ИСХОДНЫЙ ТЕКСТ:

>>

Идея соборности: ее православно–славянофильские истоки и ее перспективы в современном постсекулярном мире - [2]
Богословская (экклезиологическая) трактовка соборности занимает особое место во всей разветвленной проблематике соборности. Помимо богословской дефиниции, данной Хомяковым, соборность не имеет никаких других независимых дефиниций, и в любой из других своих сфер, она возникает не как новое самостоятельное понятие, но только как трансляция или проекция исходного богословского понятия. Поэтому, даже намереваясь рассматривать соборность в социальной сфере, мы должны сперва сжато сформулировать основоположения ее богословской трактовки[3].
Учение о соборности рождается и получает прочные основания в богословских сочинениях Хомякова. Однако славянофилы не были академическими философами и теологами, и это учение представлено весьма не систематично. Достаточно сказать, что у Хомякова вовсе нет самого термина «соборность», а прилагательное от него, «соборный» появляется впервые только в заметке, написанной им незадолго до кончины. Но эта малая полемическая заметка[4] разом задает единую перспективу, в которой весь комплекс идей и рассуждений в его богословских трудах складывается в цельное учение, которое нельзя и назвать иначе как учение о соборности. В самом деле, лейтмотив этих трудов — описание особого способа бытия, присущего Церкви; заметка же указывает, что суть данного способа передает Третий атрибут Церкви в Символе Веры. По–русски этот атрибут выражен термином «соборная Церковь», и таким образом, способ бытия Церкви есть соборность. Поскольку же Первый атрибут Церкви, согласно Символу, есть единство, то этот способ есть также некий особый род единства, связующий всех членов Церкви, соборное единство.

<<

Собранные данные
>>

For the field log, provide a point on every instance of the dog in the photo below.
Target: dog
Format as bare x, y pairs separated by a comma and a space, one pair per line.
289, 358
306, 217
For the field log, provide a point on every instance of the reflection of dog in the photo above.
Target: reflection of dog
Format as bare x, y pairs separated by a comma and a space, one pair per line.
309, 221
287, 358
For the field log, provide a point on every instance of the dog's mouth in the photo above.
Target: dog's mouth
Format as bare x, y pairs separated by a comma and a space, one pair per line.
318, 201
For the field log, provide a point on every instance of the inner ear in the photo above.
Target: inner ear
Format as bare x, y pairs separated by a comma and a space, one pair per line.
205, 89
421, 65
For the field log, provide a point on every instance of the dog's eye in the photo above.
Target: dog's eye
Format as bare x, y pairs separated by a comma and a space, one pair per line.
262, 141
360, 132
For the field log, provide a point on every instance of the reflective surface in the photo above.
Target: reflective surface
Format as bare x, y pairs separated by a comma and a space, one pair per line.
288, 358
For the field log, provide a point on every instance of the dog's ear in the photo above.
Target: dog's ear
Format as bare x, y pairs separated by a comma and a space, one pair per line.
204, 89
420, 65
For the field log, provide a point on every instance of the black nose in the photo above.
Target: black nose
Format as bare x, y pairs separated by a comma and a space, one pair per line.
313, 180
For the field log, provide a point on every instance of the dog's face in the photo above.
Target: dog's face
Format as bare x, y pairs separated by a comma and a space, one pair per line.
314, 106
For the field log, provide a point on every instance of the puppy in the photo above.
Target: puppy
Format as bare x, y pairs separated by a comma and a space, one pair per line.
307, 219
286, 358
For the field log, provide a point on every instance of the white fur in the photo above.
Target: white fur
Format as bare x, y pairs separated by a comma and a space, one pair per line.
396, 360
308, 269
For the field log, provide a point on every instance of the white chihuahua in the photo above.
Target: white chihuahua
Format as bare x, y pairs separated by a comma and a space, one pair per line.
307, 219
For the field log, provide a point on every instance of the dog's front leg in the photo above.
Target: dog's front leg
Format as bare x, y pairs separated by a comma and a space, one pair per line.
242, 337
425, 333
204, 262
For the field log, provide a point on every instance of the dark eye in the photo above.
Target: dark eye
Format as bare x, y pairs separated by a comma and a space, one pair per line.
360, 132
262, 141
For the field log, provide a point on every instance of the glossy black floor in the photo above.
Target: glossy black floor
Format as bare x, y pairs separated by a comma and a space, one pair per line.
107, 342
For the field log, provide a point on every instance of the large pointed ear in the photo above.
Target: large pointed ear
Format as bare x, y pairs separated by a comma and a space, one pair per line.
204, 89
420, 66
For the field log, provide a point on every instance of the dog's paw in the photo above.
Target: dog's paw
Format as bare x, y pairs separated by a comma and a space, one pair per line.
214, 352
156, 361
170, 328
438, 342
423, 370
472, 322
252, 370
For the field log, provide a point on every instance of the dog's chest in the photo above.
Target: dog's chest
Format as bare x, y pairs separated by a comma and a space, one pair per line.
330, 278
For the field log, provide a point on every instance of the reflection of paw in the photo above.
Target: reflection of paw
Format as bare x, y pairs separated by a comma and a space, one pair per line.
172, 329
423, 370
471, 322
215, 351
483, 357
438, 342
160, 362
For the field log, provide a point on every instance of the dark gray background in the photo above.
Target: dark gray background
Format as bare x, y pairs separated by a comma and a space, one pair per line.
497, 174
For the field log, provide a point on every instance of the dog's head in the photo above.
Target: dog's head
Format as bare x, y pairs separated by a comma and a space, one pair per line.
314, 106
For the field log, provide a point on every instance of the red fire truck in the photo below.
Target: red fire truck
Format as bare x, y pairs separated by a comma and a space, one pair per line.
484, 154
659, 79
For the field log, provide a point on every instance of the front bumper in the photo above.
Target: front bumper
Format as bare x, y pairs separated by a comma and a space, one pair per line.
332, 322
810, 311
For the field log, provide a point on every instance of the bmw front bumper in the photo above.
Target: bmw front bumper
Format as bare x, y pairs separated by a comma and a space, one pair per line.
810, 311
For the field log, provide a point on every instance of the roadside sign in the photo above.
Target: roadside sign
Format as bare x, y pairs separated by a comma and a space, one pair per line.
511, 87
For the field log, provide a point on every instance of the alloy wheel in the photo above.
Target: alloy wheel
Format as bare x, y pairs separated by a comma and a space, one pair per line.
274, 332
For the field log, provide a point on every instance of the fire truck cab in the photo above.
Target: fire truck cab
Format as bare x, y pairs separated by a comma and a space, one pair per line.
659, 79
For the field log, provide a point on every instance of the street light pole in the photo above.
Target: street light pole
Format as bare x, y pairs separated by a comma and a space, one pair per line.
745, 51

<<

СПИСОК ЗАДАЧ:
- a) Выпишите все слова и выражения, которые в тексте о соборности заключены в кавычки-«ёлочки».
- b) Измените строки перечня, начиная со строки с «background in the photo above.» и до конца перечня включительно: замените каждое вхождение «field log» на «inspection log», а всё остальное оставьте без изменений. Приведите только эти строки.

РЕЗУЛЬТАТЫ:
- a)
«соборность»
«соборный»
«соборная Церковь»

- b)
For the inspection log, provide a point on every instance of the dark gray background in the photo above.
Target: dark gray background
Format as bare x, y pairs separated by a comma and a space, one pair per line.
497, 174
For the inspection log, provide a point on every instance of the dog's head in the photo above.
Target: dog's head
Format as bare x, y pairs separated by a comma and a space, one pair per line.
314, 106
For the inspection log, provide a point on every instance of the red fire truck in the photo below.
Target: red fire truck
Format as bare x, y pairs separated by a comma and a space, one pair per line.
484, 154
659, 79
For the inspection log, provide a point on every instance of the front bumper in the photo above.
Target: front bumper
Format as bare x, y pairs separated by a comma and a space, one pair per line.
332, 322
810, 311
For the inspection log, provide a point on every instance of the bmw front bumper in the photo above.
Target: bmw front bumper
Format as bare x, y pairs separated by a comma and a space, one pair per line.
810, 311
For the inspection log, provide a point on every instance of the roadside sign in the photo above.
Target: roadside sign
Format as bare x, y pairs separated by a comma and a space, one pair per line.
511, 87
For the inspection log, provide a point on every instance of the alloy wheel in the photo above.
Target: alloy wheel
Format as bare x, y pairs separated by a comma and a space, one pair per line.
274, 332
For the inspection log, provide a point on every instance of the fire truck cab in the photo above.
Target: fire truck cab
Format as bare x, y pairs separated by a comma and a space, one pair per line.
659, 79
For the inspection log, provide a point on every instance of the street light pole in the photo above.
Target: street light pole
Format as bare x, y pairs separated by a comma and a space, one pair per line.
745, 51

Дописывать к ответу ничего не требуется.